• _READING PASSAGE_:

A recent report from BDO USA, LLP, which offers assurance, tax, and financial advisory services to clients worldwide, said that most contract research organizations (CROs) are grappling with employee retention issues. According to an article by Melissa Fassbender in Outsourcing-Pharma.com, the challenge is familiar to the industry, which has seen turnover levels at or above 20 percent for seven of the last 10 years.
The report, based on data from 48 CROs in the US and 55 other countries, added that the 2017 turnover level for clinical monitoring positions was 25.5 percent, project management jobs, 21.3 percent; and database management jobs, 12.3 percent. Ten countries have turnover levels at or above 28 percent, about double that of the US, which averages around 14 percent. Salaries have increased by an average annual rate of 2.1 percent annually between 2009 and 2018, said Judy Canavan, managing director and leader of BDO’s Compensation Surveys practice, although the rate of increase has been higher since 2013.
The use of annual incentives has not risen appreciably over the last 10 years, “despite the industry being very metric-driven,” according to Canavan. One-third of the companies do not use bonuses for professional level (non-managerial) employees. Only about half of professional level employees got a bonus. As Canavan related, the use of long-term incentives and/or stock plans “tends to be less prevalent than in general industry because the smaller companies tend to shy away from their use.”? Larger companies often have long-term incentive plans, she said.

• _DATASET RECORDS_:

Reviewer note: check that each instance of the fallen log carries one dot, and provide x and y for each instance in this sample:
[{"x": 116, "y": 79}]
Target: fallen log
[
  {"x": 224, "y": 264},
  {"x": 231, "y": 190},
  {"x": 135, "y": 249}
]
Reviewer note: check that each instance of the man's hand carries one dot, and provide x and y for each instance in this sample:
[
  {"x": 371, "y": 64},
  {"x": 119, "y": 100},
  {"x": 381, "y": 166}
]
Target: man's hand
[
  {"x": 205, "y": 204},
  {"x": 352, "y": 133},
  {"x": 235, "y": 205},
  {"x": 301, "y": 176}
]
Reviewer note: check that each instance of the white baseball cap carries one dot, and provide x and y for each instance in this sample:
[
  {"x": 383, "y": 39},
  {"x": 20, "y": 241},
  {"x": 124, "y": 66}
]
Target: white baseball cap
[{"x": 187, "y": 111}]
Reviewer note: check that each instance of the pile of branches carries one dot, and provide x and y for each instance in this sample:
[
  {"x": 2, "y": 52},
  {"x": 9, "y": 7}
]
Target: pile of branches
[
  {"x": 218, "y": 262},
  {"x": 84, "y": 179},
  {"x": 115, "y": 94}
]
---
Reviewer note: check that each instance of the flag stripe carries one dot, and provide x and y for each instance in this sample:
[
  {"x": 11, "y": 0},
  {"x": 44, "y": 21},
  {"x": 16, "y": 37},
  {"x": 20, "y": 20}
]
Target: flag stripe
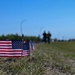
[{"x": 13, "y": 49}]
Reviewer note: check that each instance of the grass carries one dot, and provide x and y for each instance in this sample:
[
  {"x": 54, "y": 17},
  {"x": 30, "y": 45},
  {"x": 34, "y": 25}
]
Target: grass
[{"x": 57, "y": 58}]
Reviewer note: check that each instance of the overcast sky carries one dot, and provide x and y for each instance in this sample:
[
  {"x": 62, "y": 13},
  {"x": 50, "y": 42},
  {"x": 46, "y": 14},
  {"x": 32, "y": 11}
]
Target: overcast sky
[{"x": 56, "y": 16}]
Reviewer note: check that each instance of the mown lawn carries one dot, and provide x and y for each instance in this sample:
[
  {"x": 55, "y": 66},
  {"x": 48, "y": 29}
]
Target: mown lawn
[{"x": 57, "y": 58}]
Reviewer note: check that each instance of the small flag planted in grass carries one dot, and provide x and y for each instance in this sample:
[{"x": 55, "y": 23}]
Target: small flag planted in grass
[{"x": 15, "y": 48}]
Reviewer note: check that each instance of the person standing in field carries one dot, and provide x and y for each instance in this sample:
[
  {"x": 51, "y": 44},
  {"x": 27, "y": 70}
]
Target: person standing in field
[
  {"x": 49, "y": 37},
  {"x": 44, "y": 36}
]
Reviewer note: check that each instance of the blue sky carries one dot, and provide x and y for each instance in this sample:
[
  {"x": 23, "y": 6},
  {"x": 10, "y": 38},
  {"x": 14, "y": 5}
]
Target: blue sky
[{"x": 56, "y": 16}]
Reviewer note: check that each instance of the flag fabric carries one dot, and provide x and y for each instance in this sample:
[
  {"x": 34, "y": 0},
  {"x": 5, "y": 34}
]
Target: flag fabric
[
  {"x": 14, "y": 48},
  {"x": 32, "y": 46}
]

• _WORK TASK_:
Rewrite the passage on CRO employee turnover starting at "A recent report" and ending at "last 10 years.", replacing "employee retention" with "staff retention".

• _TASK RESPONSE_:
A recent report from BDO USA, LLP, which offers assurance, tax, and financial advisory services to clients worldwide, said that most contract research organizations (CROs) are grappling with staff retention issues. According to an article by Melissa Fassbender in Outsourcing-Pharma.com, the challenge is familiar to the industry, which has seen turnover levels at or above 20 percent for seven of the last 10 years.